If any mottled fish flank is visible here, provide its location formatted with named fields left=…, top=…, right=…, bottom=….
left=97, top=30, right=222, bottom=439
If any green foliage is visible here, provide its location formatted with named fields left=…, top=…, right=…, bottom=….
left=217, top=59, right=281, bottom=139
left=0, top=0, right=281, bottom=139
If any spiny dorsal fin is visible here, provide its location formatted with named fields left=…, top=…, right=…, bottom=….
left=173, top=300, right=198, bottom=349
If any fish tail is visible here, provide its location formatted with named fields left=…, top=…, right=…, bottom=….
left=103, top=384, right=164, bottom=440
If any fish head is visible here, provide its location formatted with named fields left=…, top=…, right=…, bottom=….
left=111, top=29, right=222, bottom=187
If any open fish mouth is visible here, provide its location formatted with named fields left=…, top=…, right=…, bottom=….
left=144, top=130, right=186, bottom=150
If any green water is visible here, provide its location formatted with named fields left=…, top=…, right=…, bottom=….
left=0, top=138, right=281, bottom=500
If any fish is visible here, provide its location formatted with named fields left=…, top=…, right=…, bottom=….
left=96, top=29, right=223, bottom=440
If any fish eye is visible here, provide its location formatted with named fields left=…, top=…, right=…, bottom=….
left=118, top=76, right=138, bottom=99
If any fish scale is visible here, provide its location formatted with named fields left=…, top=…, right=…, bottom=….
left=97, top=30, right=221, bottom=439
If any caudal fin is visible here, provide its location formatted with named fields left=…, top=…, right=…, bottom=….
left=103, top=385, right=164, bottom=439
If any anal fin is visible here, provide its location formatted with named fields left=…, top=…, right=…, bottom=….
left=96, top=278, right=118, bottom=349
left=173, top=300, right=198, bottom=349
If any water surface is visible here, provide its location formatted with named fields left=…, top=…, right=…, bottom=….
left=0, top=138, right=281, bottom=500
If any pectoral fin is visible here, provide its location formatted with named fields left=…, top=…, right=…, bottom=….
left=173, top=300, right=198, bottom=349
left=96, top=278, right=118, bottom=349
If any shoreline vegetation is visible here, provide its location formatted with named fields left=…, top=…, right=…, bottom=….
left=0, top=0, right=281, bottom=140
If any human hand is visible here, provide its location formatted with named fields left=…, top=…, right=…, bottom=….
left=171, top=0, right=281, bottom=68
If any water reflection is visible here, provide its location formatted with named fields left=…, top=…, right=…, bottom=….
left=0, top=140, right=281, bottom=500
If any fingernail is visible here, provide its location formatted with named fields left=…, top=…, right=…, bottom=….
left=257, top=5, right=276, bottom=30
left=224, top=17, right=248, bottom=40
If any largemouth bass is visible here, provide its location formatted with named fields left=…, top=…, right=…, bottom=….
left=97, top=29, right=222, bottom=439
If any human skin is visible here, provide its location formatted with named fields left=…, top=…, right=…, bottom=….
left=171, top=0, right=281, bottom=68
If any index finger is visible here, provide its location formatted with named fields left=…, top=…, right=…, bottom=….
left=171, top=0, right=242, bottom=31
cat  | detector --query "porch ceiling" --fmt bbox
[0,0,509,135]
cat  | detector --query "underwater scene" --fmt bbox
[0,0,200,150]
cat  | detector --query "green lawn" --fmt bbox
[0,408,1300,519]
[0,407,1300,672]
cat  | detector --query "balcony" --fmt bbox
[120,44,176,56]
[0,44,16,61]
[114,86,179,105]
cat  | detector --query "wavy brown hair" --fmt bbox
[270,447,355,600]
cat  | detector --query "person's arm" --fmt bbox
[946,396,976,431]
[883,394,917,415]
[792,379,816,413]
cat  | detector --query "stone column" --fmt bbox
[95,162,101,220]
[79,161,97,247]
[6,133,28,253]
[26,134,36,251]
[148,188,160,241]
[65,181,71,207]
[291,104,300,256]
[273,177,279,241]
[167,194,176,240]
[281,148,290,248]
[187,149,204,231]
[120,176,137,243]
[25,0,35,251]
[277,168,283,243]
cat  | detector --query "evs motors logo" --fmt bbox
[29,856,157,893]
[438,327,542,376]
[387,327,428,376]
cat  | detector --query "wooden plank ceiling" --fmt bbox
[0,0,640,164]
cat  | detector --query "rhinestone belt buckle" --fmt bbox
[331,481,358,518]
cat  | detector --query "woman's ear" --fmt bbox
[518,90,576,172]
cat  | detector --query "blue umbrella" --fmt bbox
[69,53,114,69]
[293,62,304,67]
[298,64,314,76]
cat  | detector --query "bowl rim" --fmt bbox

• Task statement: Locate every line in the listing that contains the word "human", and copy each one out in full. Matches are case-sensitive.

• Task output:
If any human hand is visible here, provide its location formatted with named fields left=…, top=…, right=…, bottom=….
If any human skin is visible here, provide its location formatted with named fields left=…, top=…, right=…, bottom=….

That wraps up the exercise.